> _COSA FARE_
Stampa senza alcuna modifica il passo della discussione su KDE che comincia con "## bandreabis" e prosegue fino a "lasciarlo mascherato ?".

> _TESTO DA LEGGERE_
In realta i plasmoidi non sono solo un abbellimento grafico ma l'idea di rendere il desktop totalmente personalizzabile tipo una sola icona tipo "esegui" per lanciare i comandi oppure 16 barre per ogni evenienza o solo un orologio dul desktop.

L'idea è rendere il Desktop una vera e pripria CASA tua c fai quello che vuoi non è + "voglio fluxbox gnome o kde" ma voglio kde ma COSI'.

----------

## bandreabis

Bene, così potrò avere kde come ce l'ho ora...   :Very Happy: 

----------

## riverdragon

 *Kernel78 wrote:*   

>  *riverdragon wrote:*   Basterebbe mettere un blocco negli ebuild della versione 4 che impedisca di aggiornare automaticamente. 
> 
> tipo lasciarlo mascherato ? 

 

No, anzi. Immagino ti ricorderai di qualche pacchetto che bloccava l'aggiornamento di world, che chiedeva di disinstallare un particolare pacchetto per poterne installare la versione successiva, no? Adesso non mi viene in mente nessun esempio concreto, ma dal basso della mia ignoranza in merito avevo pensato ad una cosa del genere.

----------

> _DATI FORNITI_
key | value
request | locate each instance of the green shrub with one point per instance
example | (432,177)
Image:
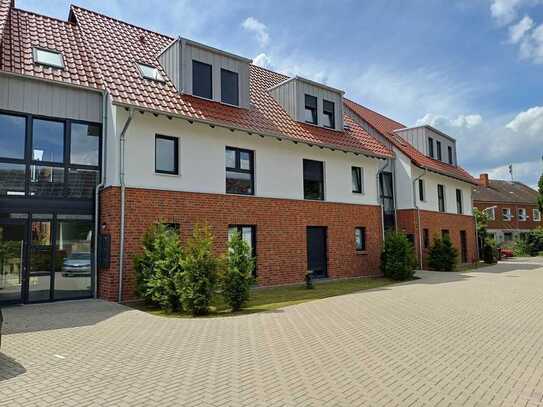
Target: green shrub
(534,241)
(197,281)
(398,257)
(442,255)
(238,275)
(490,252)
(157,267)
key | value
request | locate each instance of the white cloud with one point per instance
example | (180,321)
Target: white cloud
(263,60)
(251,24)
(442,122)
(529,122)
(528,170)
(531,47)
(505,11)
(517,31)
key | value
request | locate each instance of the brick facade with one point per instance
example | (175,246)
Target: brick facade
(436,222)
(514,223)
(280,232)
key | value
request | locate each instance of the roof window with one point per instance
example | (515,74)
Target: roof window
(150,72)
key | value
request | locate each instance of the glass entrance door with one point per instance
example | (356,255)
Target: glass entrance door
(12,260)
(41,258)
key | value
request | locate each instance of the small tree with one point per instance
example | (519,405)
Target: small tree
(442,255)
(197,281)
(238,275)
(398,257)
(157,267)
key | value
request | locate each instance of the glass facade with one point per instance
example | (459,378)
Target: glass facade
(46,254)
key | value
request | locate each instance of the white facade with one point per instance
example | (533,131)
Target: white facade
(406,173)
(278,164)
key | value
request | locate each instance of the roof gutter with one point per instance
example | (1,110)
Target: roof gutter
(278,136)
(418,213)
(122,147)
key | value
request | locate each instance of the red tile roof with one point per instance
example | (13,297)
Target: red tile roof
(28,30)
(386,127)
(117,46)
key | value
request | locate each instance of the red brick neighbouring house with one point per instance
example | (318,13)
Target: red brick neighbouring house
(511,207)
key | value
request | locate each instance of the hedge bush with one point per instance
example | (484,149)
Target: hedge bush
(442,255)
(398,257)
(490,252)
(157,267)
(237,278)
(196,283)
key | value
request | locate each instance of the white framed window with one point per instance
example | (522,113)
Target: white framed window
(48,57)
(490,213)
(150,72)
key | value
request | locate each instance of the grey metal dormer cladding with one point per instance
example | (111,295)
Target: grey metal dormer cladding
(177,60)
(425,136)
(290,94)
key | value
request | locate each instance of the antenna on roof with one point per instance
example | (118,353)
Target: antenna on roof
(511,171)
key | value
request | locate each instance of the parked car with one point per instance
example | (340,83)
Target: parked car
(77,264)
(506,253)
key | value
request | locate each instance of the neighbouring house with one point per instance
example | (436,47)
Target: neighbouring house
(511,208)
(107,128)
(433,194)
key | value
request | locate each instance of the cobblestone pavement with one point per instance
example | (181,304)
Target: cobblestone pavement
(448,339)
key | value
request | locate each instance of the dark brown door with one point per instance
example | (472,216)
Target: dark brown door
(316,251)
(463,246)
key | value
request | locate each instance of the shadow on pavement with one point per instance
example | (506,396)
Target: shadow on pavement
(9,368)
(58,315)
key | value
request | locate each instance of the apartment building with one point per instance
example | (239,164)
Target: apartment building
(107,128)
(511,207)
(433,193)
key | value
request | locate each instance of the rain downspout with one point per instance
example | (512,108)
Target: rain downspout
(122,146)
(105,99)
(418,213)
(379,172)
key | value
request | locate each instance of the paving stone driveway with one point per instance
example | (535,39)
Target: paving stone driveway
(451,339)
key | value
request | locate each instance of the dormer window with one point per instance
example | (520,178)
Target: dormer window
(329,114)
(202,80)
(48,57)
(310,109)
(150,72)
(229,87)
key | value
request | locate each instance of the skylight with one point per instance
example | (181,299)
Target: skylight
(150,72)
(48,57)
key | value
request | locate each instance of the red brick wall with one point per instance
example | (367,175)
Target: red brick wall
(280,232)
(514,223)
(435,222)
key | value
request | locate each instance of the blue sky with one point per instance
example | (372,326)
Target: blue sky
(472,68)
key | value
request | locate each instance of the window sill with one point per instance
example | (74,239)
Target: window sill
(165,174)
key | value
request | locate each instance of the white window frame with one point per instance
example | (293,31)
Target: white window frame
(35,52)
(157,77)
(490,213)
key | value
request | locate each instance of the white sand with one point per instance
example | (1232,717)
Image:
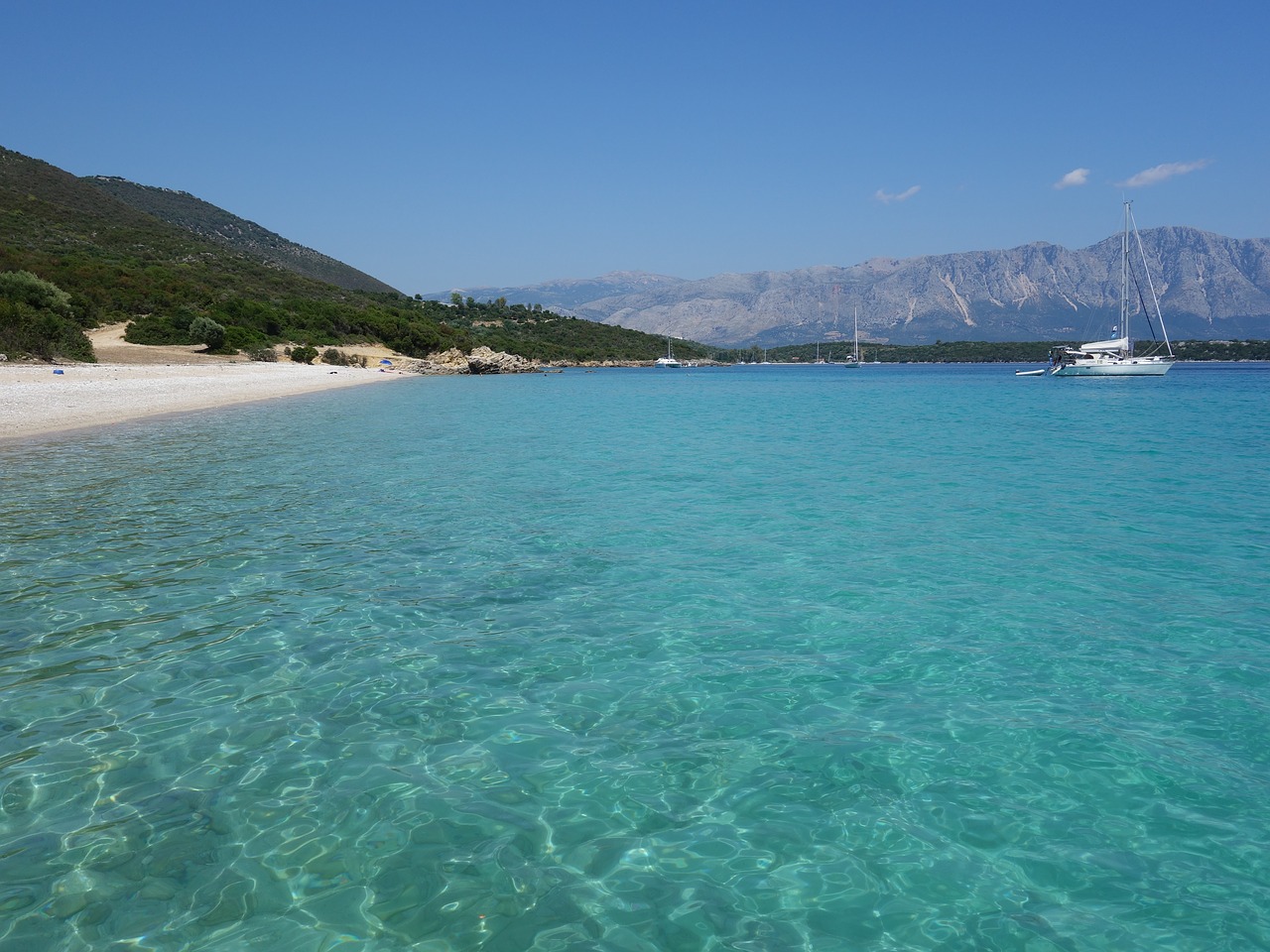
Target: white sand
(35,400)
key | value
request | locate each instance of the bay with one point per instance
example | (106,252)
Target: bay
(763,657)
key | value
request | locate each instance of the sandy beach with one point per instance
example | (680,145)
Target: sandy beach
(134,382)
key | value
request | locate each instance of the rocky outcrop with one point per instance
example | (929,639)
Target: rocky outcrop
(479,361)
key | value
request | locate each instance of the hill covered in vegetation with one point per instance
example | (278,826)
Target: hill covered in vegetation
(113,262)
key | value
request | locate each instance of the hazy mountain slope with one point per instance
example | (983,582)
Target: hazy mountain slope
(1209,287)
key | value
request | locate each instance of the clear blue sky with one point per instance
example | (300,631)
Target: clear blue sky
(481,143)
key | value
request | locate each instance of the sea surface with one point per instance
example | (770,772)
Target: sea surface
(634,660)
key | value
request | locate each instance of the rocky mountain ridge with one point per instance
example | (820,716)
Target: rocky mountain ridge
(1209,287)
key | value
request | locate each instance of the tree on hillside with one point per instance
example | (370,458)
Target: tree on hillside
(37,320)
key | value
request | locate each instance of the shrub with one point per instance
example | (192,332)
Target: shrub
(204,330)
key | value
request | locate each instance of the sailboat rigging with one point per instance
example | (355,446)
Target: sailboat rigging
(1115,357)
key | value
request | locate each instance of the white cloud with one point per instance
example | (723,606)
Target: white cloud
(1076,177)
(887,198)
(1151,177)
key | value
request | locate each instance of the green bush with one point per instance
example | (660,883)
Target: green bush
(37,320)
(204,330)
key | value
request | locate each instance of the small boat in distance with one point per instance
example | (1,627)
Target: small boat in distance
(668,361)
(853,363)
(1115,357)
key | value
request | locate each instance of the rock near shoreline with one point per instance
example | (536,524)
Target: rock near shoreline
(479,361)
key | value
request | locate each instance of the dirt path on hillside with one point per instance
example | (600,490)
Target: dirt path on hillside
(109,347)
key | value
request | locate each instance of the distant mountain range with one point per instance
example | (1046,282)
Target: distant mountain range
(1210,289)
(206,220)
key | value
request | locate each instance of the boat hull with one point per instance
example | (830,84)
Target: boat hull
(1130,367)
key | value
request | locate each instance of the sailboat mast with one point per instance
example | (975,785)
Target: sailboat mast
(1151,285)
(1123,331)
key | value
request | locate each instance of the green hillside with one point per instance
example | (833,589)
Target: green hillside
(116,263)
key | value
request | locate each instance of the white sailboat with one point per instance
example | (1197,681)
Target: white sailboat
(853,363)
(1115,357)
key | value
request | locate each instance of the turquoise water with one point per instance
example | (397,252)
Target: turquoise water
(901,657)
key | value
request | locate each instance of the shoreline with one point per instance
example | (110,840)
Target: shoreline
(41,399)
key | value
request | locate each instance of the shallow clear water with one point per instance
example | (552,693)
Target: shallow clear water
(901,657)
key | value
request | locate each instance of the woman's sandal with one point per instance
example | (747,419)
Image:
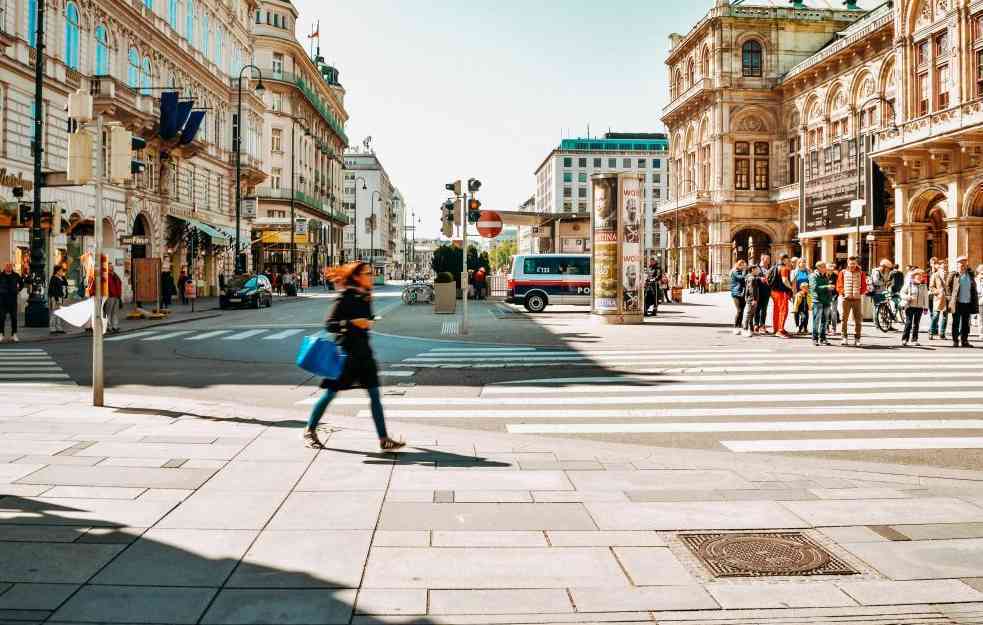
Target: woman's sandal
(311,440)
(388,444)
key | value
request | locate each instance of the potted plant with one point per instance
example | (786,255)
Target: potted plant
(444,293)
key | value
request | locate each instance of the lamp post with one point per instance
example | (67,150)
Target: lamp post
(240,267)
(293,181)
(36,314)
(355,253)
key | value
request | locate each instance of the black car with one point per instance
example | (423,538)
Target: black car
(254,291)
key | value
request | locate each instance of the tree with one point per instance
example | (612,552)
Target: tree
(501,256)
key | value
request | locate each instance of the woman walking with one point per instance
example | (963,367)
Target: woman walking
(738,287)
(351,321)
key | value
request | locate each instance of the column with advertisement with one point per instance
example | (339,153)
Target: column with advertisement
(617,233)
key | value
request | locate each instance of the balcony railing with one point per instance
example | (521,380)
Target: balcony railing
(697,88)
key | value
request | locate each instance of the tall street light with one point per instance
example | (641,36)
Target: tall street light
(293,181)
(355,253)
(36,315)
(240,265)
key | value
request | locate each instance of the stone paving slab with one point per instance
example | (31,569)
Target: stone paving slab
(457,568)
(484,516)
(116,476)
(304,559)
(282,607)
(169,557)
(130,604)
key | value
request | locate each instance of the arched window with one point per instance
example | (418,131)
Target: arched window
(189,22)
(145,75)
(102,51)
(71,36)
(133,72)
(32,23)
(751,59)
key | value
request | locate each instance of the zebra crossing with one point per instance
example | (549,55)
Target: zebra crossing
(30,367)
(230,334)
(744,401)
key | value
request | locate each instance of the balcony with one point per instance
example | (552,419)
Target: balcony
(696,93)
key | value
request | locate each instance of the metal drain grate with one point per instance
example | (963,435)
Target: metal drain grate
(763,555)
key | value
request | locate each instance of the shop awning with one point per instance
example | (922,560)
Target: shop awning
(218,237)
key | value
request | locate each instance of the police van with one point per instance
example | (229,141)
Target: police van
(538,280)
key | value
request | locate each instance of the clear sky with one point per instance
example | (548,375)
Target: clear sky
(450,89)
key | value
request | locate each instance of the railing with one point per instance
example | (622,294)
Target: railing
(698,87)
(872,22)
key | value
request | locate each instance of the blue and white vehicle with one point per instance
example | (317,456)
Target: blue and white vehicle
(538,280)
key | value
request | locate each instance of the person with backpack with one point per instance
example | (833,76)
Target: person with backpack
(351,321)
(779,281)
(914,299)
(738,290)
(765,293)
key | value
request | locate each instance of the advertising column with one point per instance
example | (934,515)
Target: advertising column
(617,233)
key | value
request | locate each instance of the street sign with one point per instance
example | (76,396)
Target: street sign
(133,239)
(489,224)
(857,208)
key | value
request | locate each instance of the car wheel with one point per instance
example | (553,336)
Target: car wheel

> _RISPOSTA_
## bandreabis

Bene, così potrò avere kde come ce l'ho ora...   :Very Happy: 

----------

## riverdragon

 *Kernel78 wrote:*   

>  *riverdragon wrote:*   Basterebbe mettere un blocco negli ebuild della versione 4 che impedisca di aggiornare automaticamente. 
> 
> tipo lasciarlo mascherato ?